Segment Start: Document excerpt

Time & Attendance
By Rick Bell
Aug. 19, 2020
Like many companies facing massive disruption as COVID-19 spreads across the world, Hoffer Plastics Corp. had to make hard decisions.
Among the tough choices was fulfilling its customers’ needs while simultaneously protecting the health and welfare of its employees. As a global supplier of custom injected plastic parts used in everything from baby food pouches to lawnmowers, deadlines still had to be met despite the growing pandemic.
Most of the company’s 350 employees were working in three shifts at Hoffer’s 360,000-square-foot plant in the Chicago suburb of South Elgin. They couldn’t simply tuck a laptop under their arm and manufacture blender parts or speaker covers from their dining room table. They had to clock in every day as COVID-19 spread, seeking direction and support from company leaders.
Hoffer’s executive team acted quickly to calm workers’ anxieties by relying on an enduring “family first” philosophy that has served the company from its humble beginnings in 1953 to an internationally recognized, award-winning plastics manufacturer today.
Employees are part of the family
As a family-owned and operated company, Hoffer’s leadership has consistently applied family values to its operations. And its employees, most of whom are hourly, are considered to be an extension of the Hoffer family.
The company is now led by second-generation family member William Hoffer along with his children, known as the “G-3” (for third generation) in executive leadership roles. Daughter Charlotte Hoffer Canning is Hoffer Plastics’ chief culture officer and has been instrumental in leading the organization through the pandemic.
“I may be biased but family was our advantage in these last six months,” said Hoffer Canning, the granddaughter of founders Bob and Helen Hoffer. “Our first core value is family, and family chooses one another over everything else. The focus of our decisions was on the safety and well-being of our people.”
As company leaders, Hoffer Canning added that their primary duty was to look after the welfare of their employees.

Segment End: Document excerpt
Segment Start: Data provided

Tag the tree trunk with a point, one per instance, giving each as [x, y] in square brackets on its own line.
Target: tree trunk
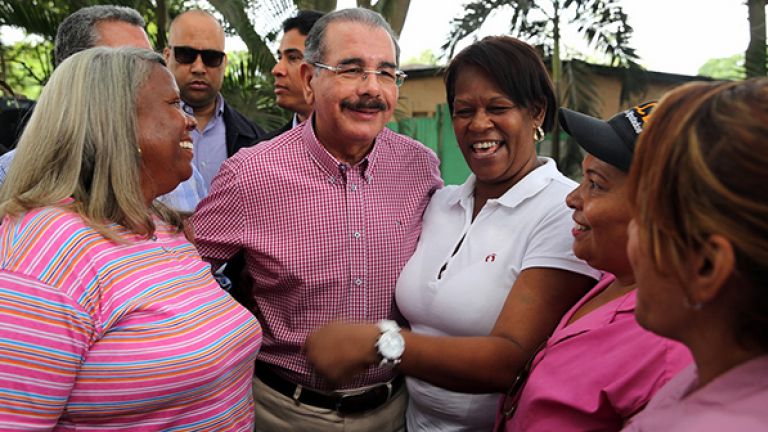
[394, 11]
[755, 56]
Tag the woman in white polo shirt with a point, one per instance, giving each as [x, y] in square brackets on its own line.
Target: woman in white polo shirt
[493, 271]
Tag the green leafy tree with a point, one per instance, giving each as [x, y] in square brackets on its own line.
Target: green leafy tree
[603, 24]
[427, 57]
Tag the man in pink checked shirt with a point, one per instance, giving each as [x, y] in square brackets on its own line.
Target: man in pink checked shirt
[327, 215]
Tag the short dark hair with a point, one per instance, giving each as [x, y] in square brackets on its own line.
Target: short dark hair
[515, 67]
[303, 21]
[78, 31]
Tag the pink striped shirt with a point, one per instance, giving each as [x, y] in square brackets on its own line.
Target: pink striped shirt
[105, 337]
[323, 240]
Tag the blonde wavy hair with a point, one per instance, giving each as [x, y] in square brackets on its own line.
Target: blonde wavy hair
[706, 173]
[82, 143]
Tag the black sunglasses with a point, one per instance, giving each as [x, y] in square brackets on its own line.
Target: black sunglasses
[187, 55]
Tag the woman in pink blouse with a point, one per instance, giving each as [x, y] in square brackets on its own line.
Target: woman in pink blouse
[599, 367]
[109, 320]
[699, 248]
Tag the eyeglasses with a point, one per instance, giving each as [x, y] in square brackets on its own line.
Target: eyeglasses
[354, 72]
[187, 55]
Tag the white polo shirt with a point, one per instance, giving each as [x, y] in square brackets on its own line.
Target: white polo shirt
[529, 226]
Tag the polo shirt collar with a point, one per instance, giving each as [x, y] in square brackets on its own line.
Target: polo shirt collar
[330, 165]
[527, 187]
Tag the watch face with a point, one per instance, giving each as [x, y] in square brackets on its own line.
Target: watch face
[391, 345]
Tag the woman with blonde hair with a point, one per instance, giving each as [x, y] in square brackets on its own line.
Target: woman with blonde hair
[698, 245]
[109, 320]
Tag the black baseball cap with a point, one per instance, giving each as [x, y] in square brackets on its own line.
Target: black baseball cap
[611, 141]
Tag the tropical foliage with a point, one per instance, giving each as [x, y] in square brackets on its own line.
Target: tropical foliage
[602, 23]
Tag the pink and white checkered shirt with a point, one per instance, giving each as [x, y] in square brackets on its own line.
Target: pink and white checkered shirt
[323, 240]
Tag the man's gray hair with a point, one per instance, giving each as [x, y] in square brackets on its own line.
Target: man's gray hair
[78, 31]
[315, 45]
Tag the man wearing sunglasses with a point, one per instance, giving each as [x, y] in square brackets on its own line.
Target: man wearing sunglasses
[195, 55]
[112, 26]
[327, 215]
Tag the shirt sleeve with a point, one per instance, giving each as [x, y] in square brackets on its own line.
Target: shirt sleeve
[218, 222]
[44, 337]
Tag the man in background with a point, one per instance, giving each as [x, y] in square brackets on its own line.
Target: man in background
[195, 55]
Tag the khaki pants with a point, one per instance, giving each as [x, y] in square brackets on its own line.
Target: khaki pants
[276, 412]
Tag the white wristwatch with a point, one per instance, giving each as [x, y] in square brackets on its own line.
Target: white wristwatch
[390, 344]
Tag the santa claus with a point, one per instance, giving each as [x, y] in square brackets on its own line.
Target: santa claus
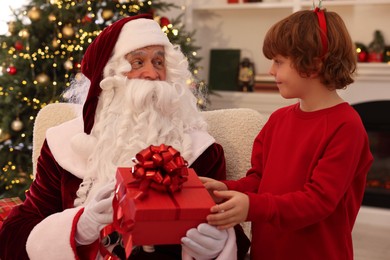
[137, 95]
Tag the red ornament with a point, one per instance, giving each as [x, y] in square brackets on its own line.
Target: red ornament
[86, 19]
[19, 45]
[362, 56]
[12, 70]
[164, 21]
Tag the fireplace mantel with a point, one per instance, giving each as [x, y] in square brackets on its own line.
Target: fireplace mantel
[372, 82]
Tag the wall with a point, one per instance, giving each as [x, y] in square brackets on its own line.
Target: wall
[245, 28]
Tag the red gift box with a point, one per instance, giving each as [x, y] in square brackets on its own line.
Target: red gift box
[6, 205]
[161, 218]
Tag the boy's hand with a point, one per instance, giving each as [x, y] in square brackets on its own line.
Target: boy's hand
[231, 212]
[211, 185]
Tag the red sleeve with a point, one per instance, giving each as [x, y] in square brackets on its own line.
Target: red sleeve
[44, 198]
[212, 164]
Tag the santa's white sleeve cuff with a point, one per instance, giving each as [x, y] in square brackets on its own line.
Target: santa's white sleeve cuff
[229, 252]
[51, 238]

Segment End: Data provided

_What you have to do_
Resume the article on Hoffer Plastics' response to COVID-19, picking up right after its last sentence. You won't need the material for this.

_Answer section_
“The most important thing for us was to remain clear that it was our job to protect people over profits, and remain visible and transparent about the decisions we were making,” she said. “We were all navigating the unknown, but we were on the same page that we wanted to keep people employed.”
In the early days of the pandemic Hoffer executives met consistently to establish their approach to addressing employee concerns and keeping the business operational. As chief culture officer, Hoffer Canning was keenly aware of employee morale.
“Aside from communicating regularly, often two or three times a week, we made sure to lead our teams with empathy, recognizing that everyone is in very different places with how they are experiencing and responding to the pandemic,” Hoffer Canning recalled.
Listen, learn and lead
Simply listening to their employees was among the most important factors considering that each of them had their own perspectives regarding COVID-19, Hoffer Canning said.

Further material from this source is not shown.